### What is needed
The answer must be an exact copy of every entry.

### Data for the task
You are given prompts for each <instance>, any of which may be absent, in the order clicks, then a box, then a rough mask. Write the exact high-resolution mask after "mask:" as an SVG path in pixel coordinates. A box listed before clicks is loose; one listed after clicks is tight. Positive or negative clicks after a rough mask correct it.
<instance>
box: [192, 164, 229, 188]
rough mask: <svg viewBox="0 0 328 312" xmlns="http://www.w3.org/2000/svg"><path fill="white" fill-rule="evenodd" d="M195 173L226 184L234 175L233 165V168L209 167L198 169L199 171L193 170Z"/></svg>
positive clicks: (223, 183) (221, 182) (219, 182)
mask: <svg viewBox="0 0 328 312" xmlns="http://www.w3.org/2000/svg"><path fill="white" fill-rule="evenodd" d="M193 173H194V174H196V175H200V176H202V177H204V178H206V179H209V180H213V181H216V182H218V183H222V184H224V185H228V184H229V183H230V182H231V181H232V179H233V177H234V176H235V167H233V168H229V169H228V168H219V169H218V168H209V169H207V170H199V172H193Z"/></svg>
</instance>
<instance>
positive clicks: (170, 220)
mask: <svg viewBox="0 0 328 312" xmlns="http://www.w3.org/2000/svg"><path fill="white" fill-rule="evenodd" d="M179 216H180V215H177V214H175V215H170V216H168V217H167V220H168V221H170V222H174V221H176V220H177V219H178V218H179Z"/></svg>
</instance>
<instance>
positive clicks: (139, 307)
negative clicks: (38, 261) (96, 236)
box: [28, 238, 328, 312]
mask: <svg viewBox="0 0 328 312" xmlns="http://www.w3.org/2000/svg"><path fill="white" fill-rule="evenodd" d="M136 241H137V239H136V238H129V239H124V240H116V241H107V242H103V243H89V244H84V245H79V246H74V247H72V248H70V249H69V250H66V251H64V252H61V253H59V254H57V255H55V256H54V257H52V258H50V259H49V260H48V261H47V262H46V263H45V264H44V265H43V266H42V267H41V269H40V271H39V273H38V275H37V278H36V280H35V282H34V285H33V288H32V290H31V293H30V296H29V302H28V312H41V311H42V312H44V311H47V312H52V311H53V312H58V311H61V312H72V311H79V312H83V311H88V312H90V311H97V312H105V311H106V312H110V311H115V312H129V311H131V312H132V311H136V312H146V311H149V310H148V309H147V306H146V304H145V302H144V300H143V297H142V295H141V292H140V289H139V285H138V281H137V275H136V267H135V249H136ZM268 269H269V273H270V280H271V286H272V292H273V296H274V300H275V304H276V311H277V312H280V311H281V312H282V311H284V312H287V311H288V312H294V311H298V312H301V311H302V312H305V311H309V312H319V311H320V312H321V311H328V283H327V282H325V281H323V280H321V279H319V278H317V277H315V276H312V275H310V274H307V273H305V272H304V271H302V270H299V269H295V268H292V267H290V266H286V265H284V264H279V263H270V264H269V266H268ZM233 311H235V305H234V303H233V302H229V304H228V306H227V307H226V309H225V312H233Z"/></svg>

### Result of this task
You are given prompts for each <instance>, any of which may be absent, in the order clicks, then a box, then a rough mask. Write the exact high-resolution mask after "mask:" as an SVG path in pixel coordinates. A box listed before clicks is loose; one listed after clicks is tight. Positive or negative clicks after a rough mask correct it.
<instance>
box: [192, 164, 229, 188]
rough mask: <svg viewBox="0 0 328 312" xmlns="http://www.w3.org/2000/svg"><path fill="white" fill-rule="evenodd" d="M195 173L226 184L234 175L233 165V168L209 167L198 169L199 171L193 170Z"/></svg>
positive clicks: (223, 183) (221, 182) (219, 182)
mask: <svg viewBox="0 0 328 312" xmlns="http://www.w3.org/2000/svg"><path fill="white" fill-rule="evenodd" d="M193 173H194V174H196V175H200V176H202V177H204V178H206V179H209V180H213V181H216V182H218V183H222V184H224V185H228V184H229V183H230V182H231V181H232V179H233V177H234V176H235V167H233V168H229V169H228V168H219V169H218V168H209V169H207V170H199V172H193Z"/></svg>
</instance>
<instance>
positive clicks: (170, 220)
mask: <svg viewBox="0 0 328 312" xmlns="http://www.w3.org/2000/svg"><path fill="white" fill-rule="evenodd" d="M179 216H180V215H177V214H175V215H170V216H168V217H167V220H168V221H170V222H174V221H176V220H177V219H178V218H179Z"/></svg>
</instance>
<instance>
positive clicks: (139, 307)
negative clicks: (38, 261) (96, 236)
box: [28, 238, 328, 312]
mask: <svg viewBox="0 0 328 312" xmlns="http://www.w3.org/2000/svg"><path fill="white" fill-rule="evenodd" d="M136 241H137V239H136V238H129V239H124V240H116V241H107V242H103V243H89V244H84V245H79V246H74V247H72V248H70V249H69V250H66V251H64V252H61V253H59V254H57V255H55V256H54V257H52V258H50V259H49V260H48V261H47V262H46V263H45V264H44V265H43V266H42V267H41V269H40V271H39V273H38V275H37V278H36V280H35V282H34V285H33V288H32V290H31V293H30V296H29V302H28V312H41V311H42V312H44V311H47V312H52V311H53V312H58V311H61V312H72V311H79V312H83V311H88V312H90V311H97V312H105V311H106V312H110V311H115V312H129V311H131V312H132V311H136V312H146V311H149V310H148V309H147V306H146V304H145V302H144V300H143V297H142V295H141V292H140V289H139V285H138V281H137V275H136V267H135V249H136ZM268 269H269V273H270V280H271V286H272V292H273V296H274V300H275V304H276V311H277V312H280V311H281V312H282V311H284V312H287V311H288V312H294V311H298V312H301V311H302V312H305V311H309V312H319V311H320V312H321V311H328V283H327V282H325V281H323V280H321V279H319V278H317V277H315V276H312V275H310V274H307V273H305V272H304V271H302V270H299V269H295V268H292V267H290V266H286V265H284V264H279V263H270V264H269V266H268ZM233 311H235V305H234V303H233V302H229V304H228V306H227V307H226V309H225V312H233Z"/></svg>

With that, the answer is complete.